=== Instructions ===
(a) Please answer from the proof about Pythagorean triangles: what number does it set out to show divides the product of the side lengths?
(b) Write the next part of the proof about Pythagorean triangles, continuing from its final line.

=== Document extract ===
○ ○ ○

In number Theory Show that 60 divides the product of the len

In number Theory:

Show that 60 divides the product of the lenghts of the sides of a pythagorean triangle

Solution

Let, a,b,c be the pythagorean triple.

a^2+b^2=c^2

Case 1. Divisiblity by 3

Let none of a or b be divisible by 3.

But squares mod 3 always give residue 1

So, a^1+b^2=1+1=2 mod 3

This is not possible as:

c^2=1 mod 3

Hence one of a or b must be divisible by 3

Case 2: Divisibility by 4

We prove that none of a,b,c are divisible by 4

Assume none of a,b,c are divisible by 4.

All cannot be odd. Else, a^2,b^2 are odd and a^2+b^2 is even so c is even.

So at least one of them must be even ie of the form: 4n+2 or 4n+4

Let ,a ,b be odd and c even

So, a^2=4k+1,b^2=4m+1

a^2+b^2=4(k+m)+2=2 mod 4

which is not possible as:c=2 mod 4 so c^2=4 mod 4

So, one of a or b must be even

Let, a be even and b and c be odd

a^2=c^2-b^2

c=2k+1,b=2m+1

a^2=(c-b)(c+b)=(2k-2m)(2k+2m+2)=4(k-m)(k+m+1)

○ ○ ○

=== Raw data ===
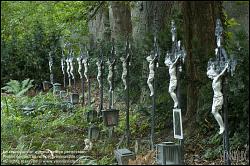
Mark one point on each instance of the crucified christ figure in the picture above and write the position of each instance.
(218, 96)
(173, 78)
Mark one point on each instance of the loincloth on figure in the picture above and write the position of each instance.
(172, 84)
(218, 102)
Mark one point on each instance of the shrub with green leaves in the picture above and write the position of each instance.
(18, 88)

○ ○ ○

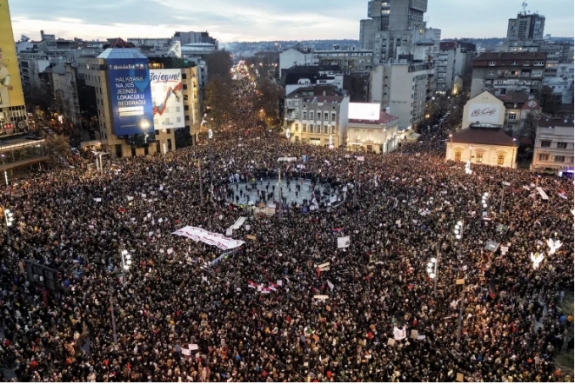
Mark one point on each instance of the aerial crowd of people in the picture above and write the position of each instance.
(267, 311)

○ ○ ○

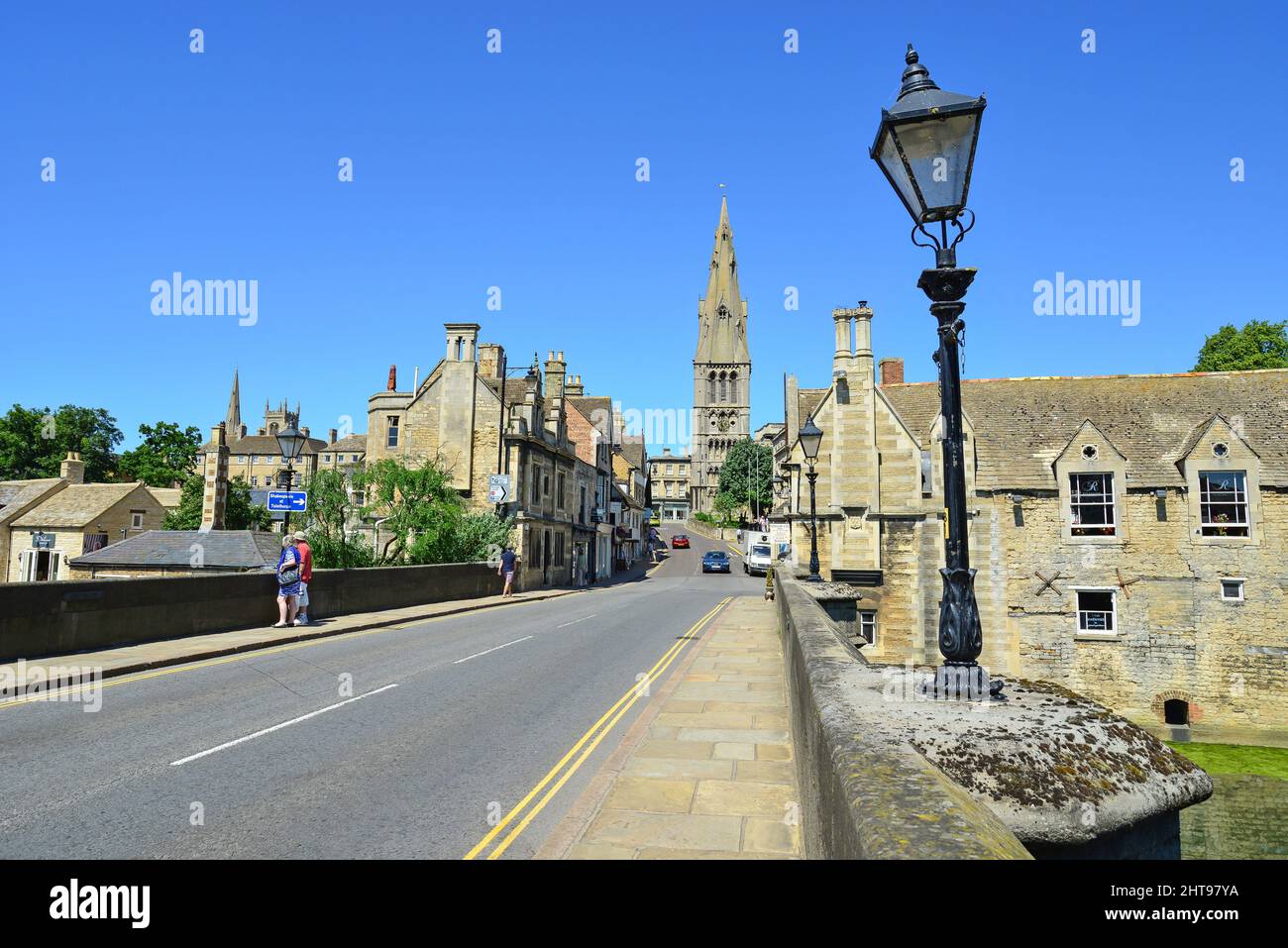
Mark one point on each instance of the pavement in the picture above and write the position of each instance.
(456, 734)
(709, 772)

○ ○ ○

=== Expected outputs ===
(a) 60

(b)
So, a=2p for some integer p

p^2=(k-m)(k+m+1)

If k , m are both even or both odd. Then k-m is even =2r

p^2=2r(k+m+1)

Hence, 2|p^2 ie 2|p

Hence, a is a multiple of 4

If k and m are of opposite parity them:k+m+1 is even and again we conclude: a is a multiple of 4

Case 3: Divisibility by 5

We show one of a,b,c is a multple of 5

Assume none of them is a multiple of 5.

Residues modulo 5 are:0,1,-1

So possible cases are:

a^2=1,b^2=-1 mod 5

a^2=-b^2=1 mod 5. Hence, a^2+b^2=0=c^2 mod 5 which is not possible.

a^2=1,b^2=1 mod 5

a^2+b^2=2=c^2 mod 5 which is not possible.

These are only possible cases where a ,band c are not divisible by 5

So one of a,b,c must be divisible by 5

Hence, the product : abc is divisible by:3*4*5=60

Hence proved.